**Compiti da svolgere:**
1. Nel testo sull'allenamento della forza, riscrivi il brano compreso tra "Un carico che permetta all’atleta" e "come un santuario.", estremi inclusi, scambiando "carico" con "peso".
2. Nel testo sull'allenamento della forza, quanti chili bisognava aggiungere a ogni seduta nel metodo consigliato per lo stacco da terra?
3. Prosegui il testo sull'allenamento della forza dopo la sua ultima frase.

**Testo riportato:**
Un carico che permetta all’atleta di produrre un buon volume di lavoro, arrivando stanco alle ultime ripetizioni, ma non dilaniato da una ricerca impossibile dell’ultima ripetizione target. Un carico che permetta di mantenere un assetto perfetto, un carico che permetta un lavoro propriocettivo, che sta alla base di quello che serve, ad uno scarsetto per evolversi e raggiungere risultati eccellenti.

Allora dobbiamo prendere in considerazione anche metodologie teoricamente non efficienti: range dalle dieci alle quindici ripetizioni.

Deve in pratica avere tempo per lavorare sulla tecnica, sul controllo e sull’accelerazione. Tempo per lavorare questo muscolo che altrimenti non si accende, generare quella tensione che altrimenti non si crea. Tempo all’interno della serie. Trattando sempre ogni ripetizione, come un santuario.

Serve che la stanchezza funga da sovraccarico, perché se si esercitano sovraccarichi troppo elevati il soggetto diventa incapace di mantenere controllo ed incastro. Così la frittata è fatta. Ed è quello che vedo quasi regolarmente ad ogni coaching.

Ovviamente le alte ripetizioni vanno fatte a regola tecnica. Cioè si lavora secondo i parametri tecnici fondamentali, a costo di scaricare il peso fino a bilancere vuoto, a costo di usare un bastone, a costo di fare 30 serie fin che non si riesce ad abbassare le spalle o a trovare la traiettoria ottimale. A costo di fare 300 squat a corpo libero.

In Italia una volta era prassi sviluppare la tecnica in questa maniera. Credo sia uno dei casi in cui le robe di una volta erano meglio.  Quando da ancora agonista agli albori non riuscivo a tenere la schiena iperestesa nello stacco da terra, mi consigliarono di provare a seguire questo metodo: fai 10 serie da 10 ripetizioni usando il carico minimo (in quel caso era il 60 kg ovvero circa il mio 30% di allora) ed aumentare 5 kg ogni seduta. Funzionò alla grande.

Riassumendo

In questi anni abbiamo visto come non sempre nell’allenamento della forza, quello che appare è sul serio. Quello che oggi penso della velocità di esecuzione, ad esempio è molto distante da quello che pensavo al tempo dell’articolo sul MAV. Perché il concetto si è sviluppato attorno all’osservazione. Se penso a quanto ritenevo importante la verticalità, mi rendo conto oggi che è stata una analisi primordiale di un evento più complesso.

Ora vediamo come ad un livello medio basso forse è meglio apprendere tecnica ed esplosività utilizzando un range di lavoro non convenzionale.

**Dati forniti:**
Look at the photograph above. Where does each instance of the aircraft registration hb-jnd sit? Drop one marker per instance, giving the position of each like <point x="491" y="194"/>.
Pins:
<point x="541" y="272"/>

**Risposte:**
1.
Un peso che permetta all’atleta di produrre un buon volume di lavoro, arrivando stanco alle ultime ripetizioni, ma non dilaniato da una ricerca impossibile dell’ultima ripetizione target. Un peso che permetta di mantenere un assetto perfetto, un peso che permetta un lavoro propriocettivo, che sta alla base di quello che serve, ad uno scarsetto per evolversi e raggiungere risultati eccellenti.

Allora dobbiamo prendere in considerazione anche metodologie teoricamente non efficienti: range dalle dieci alle quindici ripetizioni.

Deve in pratica avere tempo per lavorare sulla tecnica, sul controllo e sull’accelerazione. Tempo per lavorare questo muscolo che altrimenti non si accende, generare quella tensione che altrimenti non si crea. Tempo all’interno della serie. Trattando sempre ogni ripetizione, come un santuario.

2. 5 kg a ogni seduta.

3.
Paradossalmente potremmo dire che per un principiante il miglior modo per allenare la forza sia attraverso un lavoro ad alte ripetizioni, come altrettanto paradossalmente possiamo dire che un atleta attivo ed efficiente abbia un ritorno molto favorevole sull’ipertrofia sfruttando i vantaggi delle basse ripetizioni.

Se i vostri risultati non vi aggradano, con ogni probabilità voi avete un difetto di attivazione e prima di pensare ad ogni altro problema, ad inventarvi qualche complicatissima programmazione che nemmeno Alexeyev utilizzava, dovreste cercare di risolvere questo problema.

Per questo molti riportano storie di successo dal powerlifting: in qualche maniera, a contatto con una squadra o realtà agonistiche questi hanno migliorato di molto la loro capacità neurale, rompendo il loop negativo ed iniziando, finalmente, a produrre risultati.

Il principiante o quello con livelli di forza non ancora adeguati faticherà a stare incastrato nelle alzate, che è quello che ti permette di imprimere la massima energia nel minor tempo. Per imparare deve fare come fanno nei balletti russi: ripetere, ripetere, ripetere, ripetere.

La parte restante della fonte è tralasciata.